**What is asked**
All of the data must be printed exactly; please include every line.

## Start Data for processing

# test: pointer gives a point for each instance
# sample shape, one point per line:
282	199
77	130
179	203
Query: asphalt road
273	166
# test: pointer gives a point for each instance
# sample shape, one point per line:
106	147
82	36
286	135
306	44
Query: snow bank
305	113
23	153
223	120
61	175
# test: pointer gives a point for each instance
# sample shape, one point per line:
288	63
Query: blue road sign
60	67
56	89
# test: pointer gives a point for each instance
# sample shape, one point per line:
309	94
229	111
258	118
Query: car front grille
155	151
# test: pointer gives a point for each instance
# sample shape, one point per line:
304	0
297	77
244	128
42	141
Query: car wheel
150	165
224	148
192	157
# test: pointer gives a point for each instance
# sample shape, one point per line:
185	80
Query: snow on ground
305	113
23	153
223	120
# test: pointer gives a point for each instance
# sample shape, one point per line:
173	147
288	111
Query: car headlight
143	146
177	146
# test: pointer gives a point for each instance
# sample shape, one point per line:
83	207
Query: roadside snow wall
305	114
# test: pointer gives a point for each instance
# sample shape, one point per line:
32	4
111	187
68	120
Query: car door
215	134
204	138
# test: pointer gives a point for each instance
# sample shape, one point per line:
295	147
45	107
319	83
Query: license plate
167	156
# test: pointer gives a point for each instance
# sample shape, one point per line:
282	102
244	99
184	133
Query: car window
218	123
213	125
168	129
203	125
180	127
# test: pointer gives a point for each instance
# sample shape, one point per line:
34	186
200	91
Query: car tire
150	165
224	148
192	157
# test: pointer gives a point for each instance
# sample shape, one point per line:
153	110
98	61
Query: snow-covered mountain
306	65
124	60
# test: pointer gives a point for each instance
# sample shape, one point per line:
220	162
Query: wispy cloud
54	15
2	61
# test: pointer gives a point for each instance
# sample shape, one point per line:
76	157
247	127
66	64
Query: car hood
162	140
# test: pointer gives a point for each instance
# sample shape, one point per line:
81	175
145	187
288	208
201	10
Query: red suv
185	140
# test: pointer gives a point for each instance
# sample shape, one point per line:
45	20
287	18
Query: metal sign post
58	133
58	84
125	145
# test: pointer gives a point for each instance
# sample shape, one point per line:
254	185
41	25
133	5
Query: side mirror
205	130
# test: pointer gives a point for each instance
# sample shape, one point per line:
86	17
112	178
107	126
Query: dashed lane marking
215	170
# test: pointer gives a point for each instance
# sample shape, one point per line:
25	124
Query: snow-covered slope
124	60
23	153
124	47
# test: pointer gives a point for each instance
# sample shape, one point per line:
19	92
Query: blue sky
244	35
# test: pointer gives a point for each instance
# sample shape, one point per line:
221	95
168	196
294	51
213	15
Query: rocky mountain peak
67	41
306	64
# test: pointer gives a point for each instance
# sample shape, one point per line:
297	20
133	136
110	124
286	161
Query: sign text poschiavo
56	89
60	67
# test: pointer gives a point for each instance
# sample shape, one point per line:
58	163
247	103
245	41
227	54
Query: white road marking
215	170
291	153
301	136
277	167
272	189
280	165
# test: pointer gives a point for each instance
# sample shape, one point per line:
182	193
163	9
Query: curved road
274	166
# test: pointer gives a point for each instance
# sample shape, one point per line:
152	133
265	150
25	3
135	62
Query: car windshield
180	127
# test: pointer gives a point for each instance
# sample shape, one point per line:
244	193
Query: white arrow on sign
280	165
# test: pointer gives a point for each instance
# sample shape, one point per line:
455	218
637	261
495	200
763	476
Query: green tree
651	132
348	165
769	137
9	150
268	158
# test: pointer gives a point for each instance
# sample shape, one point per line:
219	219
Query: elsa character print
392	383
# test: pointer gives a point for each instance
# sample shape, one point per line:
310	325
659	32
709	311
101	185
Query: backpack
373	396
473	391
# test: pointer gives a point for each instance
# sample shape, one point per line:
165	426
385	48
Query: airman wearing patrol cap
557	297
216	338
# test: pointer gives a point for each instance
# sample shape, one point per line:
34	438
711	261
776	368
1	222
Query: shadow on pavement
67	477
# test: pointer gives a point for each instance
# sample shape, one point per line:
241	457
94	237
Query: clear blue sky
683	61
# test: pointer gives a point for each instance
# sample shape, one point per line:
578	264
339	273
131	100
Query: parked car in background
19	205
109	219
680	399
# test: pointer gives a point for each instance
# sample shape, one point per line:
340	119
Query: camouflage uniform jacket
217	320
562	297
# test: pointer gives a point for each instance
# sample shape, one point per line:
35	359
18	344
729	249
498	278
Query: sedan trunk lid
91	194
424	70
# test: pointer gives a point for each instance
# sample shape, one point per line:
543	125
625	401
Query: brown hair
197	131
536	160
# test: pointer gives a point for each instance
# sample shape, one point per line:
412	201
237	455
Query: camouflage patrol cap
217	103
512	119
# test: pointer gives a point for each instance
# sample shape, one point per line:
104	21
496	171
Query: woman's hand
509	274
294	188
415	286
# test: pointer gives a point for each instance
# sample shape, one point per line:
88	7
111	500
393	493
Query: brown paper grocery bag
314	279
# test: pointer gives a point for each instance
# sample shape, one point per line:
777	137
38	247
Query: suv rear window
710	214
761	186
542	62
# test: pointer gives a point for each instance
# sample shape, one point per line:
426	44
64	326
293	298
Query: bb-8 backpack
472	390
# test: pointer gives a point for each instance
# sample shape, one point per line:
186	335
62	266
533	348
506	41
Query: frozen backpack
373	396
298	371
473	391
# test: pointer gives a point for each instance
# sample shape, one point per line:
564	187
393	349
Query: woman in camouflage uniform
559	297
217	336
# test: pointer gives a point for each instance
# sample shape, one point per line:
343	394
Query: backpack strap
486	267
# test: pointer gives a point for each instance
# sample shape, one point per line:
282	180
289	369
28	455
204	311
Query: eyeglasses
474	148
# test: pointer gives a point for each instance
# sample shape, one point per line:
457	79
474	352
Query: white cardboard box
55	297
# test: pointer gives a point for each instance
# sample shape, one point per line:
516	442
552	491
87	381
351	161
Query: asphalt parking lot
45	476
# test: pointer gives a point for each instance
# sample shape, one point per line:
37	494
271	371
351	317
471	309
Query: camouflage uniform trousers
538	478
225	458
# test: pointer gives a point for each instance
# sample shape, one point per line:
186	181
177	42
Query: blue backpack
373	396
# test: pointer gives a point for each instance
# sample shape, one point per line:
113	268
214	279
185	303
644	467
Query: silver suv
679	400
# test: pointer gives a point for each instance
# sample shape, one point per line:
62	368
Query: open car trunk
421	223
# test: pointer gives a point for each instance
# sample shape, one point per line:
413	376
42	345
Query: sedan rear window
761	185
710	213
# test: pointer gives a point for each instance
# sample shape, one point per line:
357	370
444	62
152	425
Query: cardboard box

## End Data for processing

**The output**
# test: pointer gives a point for each instance
# sample shape, one point per line:
282	199
77	130
179	203
Query: asphalt road
273	166
# test: pointer gives a point for each instance
# sample shape, one point per line:
106	147
82	36
286	135
306	44
Query: snow bank
305	113
23	153
223	120
61	175
# test: pointer gives a point for each instance
# sample shape, one point per line:
288	63
Query: blue road sign
60	67
56	89
# test: pointer gives a point for each instance
# sample shape, one point per line:
309	94
229	111
258	118
Query: car front grille
155	151
# test: pointer gives a point for each instance
# sample shape, one point per line:
304	0
297	77
244	128
42	141
Query: car wheel
150	165
224	148
192	157
# test: pointer gives a point for each instance
# sample shape, one point per line:
185	80
Query: snow on ground
305	113
23	153
223	120
# test: pointer gives a point for each instance
# sample shape, one point per line:
173	147
288	111
Query: car headlight
143	146
177	146
# test: pointer gives a point for each instance
# sample shape, one point per line:
83	207
Query: roadside snow wall
305	114
# test: pointer gives a point for each instance
# sample shape, one point per line:
32	4
111	187
68	120
Query: car door
215	134
204	138
# test: pointer gives a point for each instance
# sample shape, one point per line:
295	147
45	107
319	83
Query: license plate
167	156
# test: pointer gives a point for each instance
# sample shape, one point per line:
282	102
244	99
184	133
Query: car window
218	123
213	125
168	129
203	125
180	127
# test: pointer gives a point for each instance
# sample shape, one point per line:
34	186
200	91
Query: car tire
150	165
224	148
192	157
# test: pointer gives a point for each instance
# sample shape, one point per line:
153	110
98	61
Query: snow-covered mountain
306	65
124	60
# test: pointer gives a point for each instance
# sample shape, one point per line:
220	162
Query: wispy cloud
54	15
2	61
# test: pointer gives a point for each instance
# sample shape, one point per line:
76	157
247	127
66	64
Query: car hood
162	140
# test: pointer gives a point for each instance
# sample shape, one point per line:
81	175
145	187
288	208
201	10
Query: red suv
185	140
# test: pointer gives a point for each instance
# sample shape, one point per line:
45	20
287	18
Query: metal sign post
58	133
58	84
125	145
# test: pointer gives a point for each instance
# sample shape, one point per line:
254	185
41	25
133	5
Query: side mirror
205	130
# test: pointer gives a point for each instance
# sample shape, one point per line:
86	17
112	178
107	126
Query: dashed lane marking
215	170
# test: pointer gives a point for each instance
# sample shape, one point per line:
25	124
Query: snow-covered slope
124	60
23	153
124	47
# test: pointer gives a point for each instance
# sample shape, one point per line:
19	92
Query: blue sky
244	35
# test: pointer gives a point for each instance
# sample shape, one point per line:
221	95
168	196
294	51
213	15
Query: rocky mountain peak
67	41
306	64
# test: pointer gives a point for each instance
# sample shape, one point per line:
297	20
133	136
110	124
286	161
Query: sign text poschiavo
56	89
60	67
# test: pointer gives a point for each instance
# sample shape, one point per line:
58	163
247	103
245	41
227	54
Query: white road marking
215	170
291	153
301	136
277	167
272	189
280	165
# test: pointer gives a point for each instance
# sample shape, one point per line:
182	193
163	9
Query: curved road
274	166
# test: pointer gives a point for each instance
# sample shape, one point per line:
152	133
265	150
25	3
135	62
Query: car windshield
180	127
# test: pointer gives a point for each instance
# sample shape, one point per line:
244	193
Query: white arrow on sign
280	165
# test: pointer gives a point for each instance
# sample shape, one point per line:
455	218
637	261
495	200
763	476
Query: green tree
651	132
348	165
769	137
9	150
268	158
# test: pointer gives a point for each instance
# sample shape, one point per line:
219	219
Query: elsa character print
392	383
# test: pointer gives a point for each instance
# sample shape, one point per line:
310	325
659	32
709	311
101	185
Query: backpack
373	396
473	391
# test: pointer gives a point for each instance
# sample shape, one point per line:
165	426
385	48
Query: airman wearing patrol cap
557	297
216	338
# test: pointer gives a point for each instance
# sample shape, one point per line:
34	438
711	261
776	368
1	222
Query: shadow on pavement
67	477
# test: pointer gives a point for each instance
# sample shape, one point per line:
241	457
94	237
Query: clear blue sky
683	61
# test: pointer gives a point for each instance
# sample shape, one point per line:
578	264
339	273
131	100
Query: parked car in background
19	205
109	219
680	399
# test: pointer gives a point for each instance
# sample shape, one point per line:
340	119
Query: camouflage uniform jacket
217	320
562	297
# test: pointer gives a point for each instance
# sample shape, one point per line:
35	359
18	344
729	249
498	278
Query: sedan trunk lid
91	194
424	70
# test: pointer gives a point for each instance
# sample shape, one point per line:
543	125
625	401
Query: brown hair
197	131
536	160
# test: pointer gives a point for each instance
# sample shape, one point per line:
412	201
237	455
Query: camouflage patrol cap
217	103
512	119
# test: pointer gives a point for each instance
# sample shape, one point per line:
104	21
496	171
Query: woman's hand
509	274
294	188
415	286
# test: pointer gives a point for each instance
# sample shape, one point per line:
88	7
111	500
393	493
Query: brown paper grocery bag
314	279
# test: pointer gives a point for each instance
# sample shape, one point per line:
777	137
38	247
Query: suv rear window
710	214
761	186
542	62
# test: pointer gives a point for each instance
# sample shape, one point per line:
426	44
64	326
293	298
Query: bb-8 backpack
472	390
# test: pointer gives a point for each instance
# sample shape, one point per line:
186	335
62	266
533	348
506	41
Query: frozen backpack
373	396
298	371
473	391
# test: pointer gives a point for each instance
# sample shape, one point per line:
564	187
393	349
Query: woman in camouflage uniform
559	297
217	336
# test: pointer gives a point for each instance
# sample shape, one point per line:
343	394
Query: backpack strap
486	267
# test: pointer gives a point for each instance
# sample shape, one point per line:
282	180
289	369
28	455
204	311
Query: eyeglasses
474	148
# test: pointer gives a point for each instance
# sample shape, one point per line:
457	79
474	352
Query: white cardboard box
55	297
# test: pointer gives a point for each instance
# sample shape, one point per line:
516	442
552	491
87	381
351	161
Query: asphalt parking lot
45	476
# test: pointer gives a point for each instance
# sample shape, one point per line:
37	494
271	371
351	317
471	309
Query: camouflage uniform trousers
538	478
225	458
# test: pointer gives a point for each instance
# sample shape, one point per line:
186	181
177	42
Query: blue backpack
373	396
# test: pointer gives a point for each instance
# sample shape, one point per line:
113	268
214	279
185	303
644	467
Query: silver suv
679	400
# test: pointer gives a point for each instance
# sample shape, one point per line:
62	368
Query: open car trunk
421	223
# test: pointer gives a point for each instance
# sample shape, one point per line:
413	376
42	345
Query: sedan rear window
761	185
710	213
# test: pointer gives a point for each instance
# sample shape, one point per line:
357	370
444	62
152	425
Query: cardboard box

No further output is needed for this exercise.